◆ Directive
In the entries below, repeat word for word every line between the one holding "Mark the bicycle" and the one holding "pixel 108 492", both included.

◆ Given entries
■ ■ ■ ■ ■
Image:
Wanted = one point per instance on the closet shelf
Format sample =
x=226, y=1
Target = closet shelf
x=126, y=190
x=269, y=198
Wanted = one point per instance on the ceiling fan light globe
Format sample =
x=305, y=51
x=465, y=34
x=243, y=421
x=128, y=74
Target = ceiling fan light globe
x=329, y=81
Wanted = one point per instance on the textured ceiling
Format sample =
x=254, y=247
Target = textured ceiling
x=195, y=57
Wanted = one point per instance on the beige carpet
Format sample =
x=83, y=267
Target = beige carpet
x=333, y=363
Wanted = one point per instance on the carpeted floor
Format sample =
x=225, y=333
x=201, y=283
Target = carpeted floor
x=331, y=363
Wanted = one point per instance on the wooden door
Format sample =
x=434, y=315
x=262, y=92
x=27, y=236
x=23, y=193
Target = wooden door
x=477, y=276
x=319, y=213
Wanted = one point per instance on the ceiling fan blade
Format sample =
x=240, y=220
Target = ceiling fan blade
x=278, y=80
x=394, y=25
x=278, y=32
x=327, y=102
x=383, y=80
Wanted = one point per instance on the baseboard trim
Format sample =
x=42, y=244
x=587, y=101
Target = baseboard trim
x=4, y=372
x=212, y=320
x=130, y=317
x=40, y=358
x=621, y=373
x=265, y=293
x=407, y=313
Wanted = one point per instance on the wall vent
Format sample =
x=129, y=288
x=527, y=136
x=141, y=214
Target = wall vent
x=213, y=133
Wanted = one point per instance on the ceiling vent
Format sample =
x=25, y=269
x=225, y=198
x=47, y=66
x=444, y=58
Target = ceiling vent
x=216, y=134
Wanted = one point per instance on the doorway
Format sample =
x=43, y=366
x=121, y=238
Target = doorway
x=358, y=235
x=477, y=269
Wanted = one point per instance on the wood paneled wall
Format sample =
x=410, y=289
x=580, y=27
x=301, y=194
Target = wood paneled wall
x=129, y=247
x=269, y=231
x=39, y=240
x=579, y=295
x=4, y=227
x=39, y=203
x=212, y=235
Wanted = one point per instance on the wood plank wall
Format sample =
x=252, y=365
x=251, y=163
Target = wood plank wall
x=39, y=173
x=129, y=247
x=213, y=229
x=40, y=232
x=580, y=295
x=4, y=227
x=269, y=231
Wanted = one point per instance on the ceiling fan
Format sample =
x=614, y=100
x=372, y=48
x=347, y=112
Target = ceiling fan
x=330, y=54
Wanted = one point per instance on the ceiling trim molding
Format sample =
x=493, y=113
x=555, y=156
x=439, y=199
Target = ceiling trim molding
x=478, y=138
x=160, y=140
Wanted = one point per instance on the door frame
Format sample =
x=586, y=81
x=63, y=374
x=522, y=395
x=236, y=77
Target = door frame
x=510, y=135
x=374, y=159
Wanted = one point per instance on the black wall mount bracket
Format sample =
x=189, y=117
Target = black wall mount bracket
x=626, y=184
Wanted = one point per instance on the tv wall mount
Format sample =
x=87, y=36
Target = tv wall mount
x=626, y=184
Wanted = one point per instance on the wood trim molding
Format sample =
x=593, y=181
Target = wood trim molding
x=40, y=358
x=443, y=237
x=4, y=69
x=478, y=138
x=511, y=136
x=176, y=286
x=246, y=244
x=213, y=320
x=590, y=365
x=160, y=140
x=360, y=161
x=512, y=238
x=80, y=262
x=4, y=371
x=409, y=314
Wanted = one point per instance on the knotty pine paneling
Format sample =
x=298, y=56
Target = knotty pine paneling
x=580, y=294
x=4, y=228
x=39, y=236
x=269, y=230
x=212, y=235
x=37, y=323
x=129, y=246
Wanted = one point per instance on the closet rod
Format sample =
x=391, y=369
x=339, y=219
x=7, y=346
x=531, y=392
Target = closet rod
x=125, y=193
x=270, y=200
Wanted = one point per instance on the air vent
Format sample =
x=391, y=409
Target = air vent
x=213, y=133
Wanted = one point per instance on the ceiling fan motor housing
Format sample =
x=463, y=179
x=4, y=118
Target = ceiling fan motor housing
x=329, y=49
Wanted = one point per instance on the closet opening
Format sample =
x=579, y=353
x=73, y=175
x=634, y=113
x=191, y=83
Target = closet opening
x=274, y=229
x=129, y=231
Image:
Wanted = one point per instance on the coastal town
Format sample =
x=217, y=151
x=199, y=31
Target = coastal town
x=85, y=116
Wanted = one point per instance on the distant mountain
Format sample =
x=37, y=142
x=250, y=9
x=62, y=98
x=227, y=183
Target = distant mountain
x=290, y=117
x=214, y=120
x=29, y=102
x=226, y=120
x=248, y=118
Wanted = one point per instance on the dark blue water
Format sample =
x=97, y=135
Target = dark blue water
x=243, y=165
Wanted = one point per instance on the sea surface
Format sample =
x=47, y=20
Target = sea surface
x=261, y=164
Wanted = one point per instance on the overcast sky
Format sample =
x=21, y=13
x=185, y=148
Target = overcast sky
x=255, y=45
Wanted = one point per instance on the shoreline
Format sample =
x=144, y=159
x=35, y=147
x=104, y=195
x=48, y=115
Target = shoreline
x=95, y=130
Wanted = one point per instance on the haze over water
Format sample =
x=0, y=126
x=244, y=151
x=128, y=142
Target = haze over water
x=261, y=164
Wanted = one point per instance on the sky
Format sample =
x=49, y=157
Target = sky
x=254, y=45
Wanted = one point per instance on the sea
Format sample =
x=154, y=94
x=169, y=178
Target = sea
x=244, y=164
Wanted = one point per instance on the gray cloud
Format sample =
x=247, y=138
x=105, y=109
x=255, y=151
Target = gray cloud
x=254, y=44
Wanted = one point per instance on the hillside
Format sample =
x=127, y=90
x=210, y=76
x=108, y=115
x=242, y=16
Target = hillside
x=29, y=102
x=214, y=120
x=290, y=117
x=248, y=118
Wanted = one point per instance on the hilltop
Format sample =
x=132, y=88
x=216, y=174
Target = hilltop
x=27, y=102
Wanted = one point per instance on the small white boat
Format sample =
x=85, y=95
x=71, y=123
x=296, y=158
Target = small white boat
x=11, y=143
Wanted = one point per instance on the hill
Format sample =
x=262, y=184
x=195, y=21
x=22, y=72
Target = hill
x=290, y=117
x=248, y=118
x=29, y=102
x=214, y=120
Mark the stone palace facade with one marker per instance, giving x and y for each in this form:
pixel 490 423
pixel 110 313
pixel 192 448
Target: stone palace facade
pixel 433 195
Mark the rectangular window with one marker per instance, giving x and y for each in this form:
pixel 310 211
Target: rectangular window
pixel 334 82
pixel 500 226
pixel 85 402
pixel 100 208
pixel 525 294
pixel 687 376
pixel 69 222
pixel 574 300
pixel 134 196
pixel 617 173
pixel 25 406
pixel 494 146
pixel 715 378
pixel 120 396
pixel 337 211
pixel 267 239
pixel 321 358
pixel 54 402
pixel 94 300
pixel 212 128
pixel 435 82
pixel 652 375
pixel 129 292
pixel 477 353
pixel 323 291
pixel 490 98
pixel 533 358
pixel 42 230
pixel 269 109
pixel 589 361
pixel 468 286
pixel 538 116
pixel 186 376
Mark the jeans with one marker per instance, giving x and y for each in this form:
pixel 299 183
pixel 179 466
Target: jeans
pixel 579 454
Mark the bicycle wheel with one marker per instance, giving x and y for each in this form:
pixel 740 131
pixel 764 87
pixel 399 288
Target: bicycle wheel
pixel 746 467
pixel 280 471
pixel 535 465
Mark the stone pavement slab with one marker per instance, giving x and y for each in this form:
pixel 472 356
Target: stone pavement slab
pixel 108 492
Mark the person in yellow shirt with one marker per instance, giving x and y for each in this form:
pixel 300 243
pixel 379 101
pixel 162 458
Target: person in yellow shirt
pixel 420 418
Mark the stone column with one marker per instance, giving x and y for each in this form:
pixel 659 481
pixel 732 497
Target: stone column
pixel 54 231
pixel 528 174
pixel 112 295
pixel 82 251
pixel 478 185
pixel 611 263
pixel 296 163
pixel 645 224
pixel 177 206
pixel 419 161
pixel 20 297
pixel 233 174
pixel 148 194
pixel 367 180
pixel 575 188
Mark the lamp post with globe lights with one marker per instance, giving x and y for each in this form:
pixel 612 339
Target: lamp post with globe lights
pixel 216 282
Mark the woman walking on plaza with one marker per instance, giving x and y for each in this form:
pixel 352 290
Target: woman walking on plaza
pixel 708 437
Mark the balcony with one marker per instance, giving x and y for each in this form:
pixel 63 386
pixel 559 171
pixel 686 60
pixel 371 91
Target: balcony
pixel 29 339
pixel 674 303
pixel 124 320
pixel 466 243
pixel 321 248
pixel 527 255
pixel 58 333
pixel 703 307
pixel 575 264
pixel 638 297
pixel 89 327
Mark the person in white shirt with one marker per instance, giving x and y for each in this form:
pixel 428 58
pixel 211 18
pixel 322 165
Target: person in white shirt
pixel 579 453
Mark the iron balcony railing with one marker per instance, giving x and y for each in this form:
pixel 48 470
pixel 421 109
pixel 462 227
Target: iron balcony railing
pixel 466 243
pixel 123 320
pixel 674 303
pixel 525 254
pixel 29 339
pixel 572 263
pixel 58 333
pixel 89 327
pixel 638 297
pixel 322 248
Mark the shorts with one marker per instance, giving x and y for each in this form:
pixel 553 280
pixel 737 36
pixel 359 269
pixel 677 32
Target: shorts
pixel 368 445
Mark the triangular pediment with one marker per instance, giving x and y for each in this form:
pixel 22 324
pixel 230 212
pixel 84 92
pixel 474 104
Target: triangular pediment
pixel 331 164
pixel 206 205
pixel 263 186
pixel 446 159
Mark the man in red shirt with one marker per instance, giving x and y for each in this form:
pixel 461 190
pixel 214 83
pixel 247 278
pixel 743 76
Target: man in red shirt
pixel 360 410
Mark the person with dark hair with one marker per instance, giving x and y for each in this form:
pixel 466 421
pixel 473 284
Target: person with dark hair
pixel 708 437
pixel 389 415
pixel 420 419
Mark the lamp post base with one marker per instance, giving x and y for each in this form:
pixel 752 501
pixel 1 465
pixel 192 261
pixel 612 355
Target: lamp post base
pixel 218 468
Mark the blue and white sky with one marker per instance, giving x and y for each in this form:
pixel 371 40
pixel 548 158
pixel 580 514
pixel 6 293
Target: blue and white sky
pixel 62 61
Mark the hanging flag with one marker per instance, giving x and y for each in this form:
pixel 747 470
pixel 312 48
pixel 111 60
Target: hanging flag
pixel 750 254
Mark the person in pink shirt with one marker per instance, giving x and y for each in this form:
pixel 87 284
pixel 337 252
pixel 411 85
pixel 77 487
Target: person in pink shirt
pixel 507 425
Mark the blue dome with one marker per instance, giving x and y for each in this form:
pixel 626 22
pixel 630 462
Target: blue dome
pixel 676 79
■ ■ ■ ■ ■
◆ Task response
Mark the bicycle wheel with one marker per instance, giving x and y for each in this form:
pixel 740 131
pixel 764 87
pixel 399 288
Target: bicycle wheel
pixel 746 467
pixel 280 471
pixel 535 465
Mark the stone pavement slab with one marker per instance, giving x and y for each in this form:
pixel 472 356
Target: stone pavement slab
pixel 108 492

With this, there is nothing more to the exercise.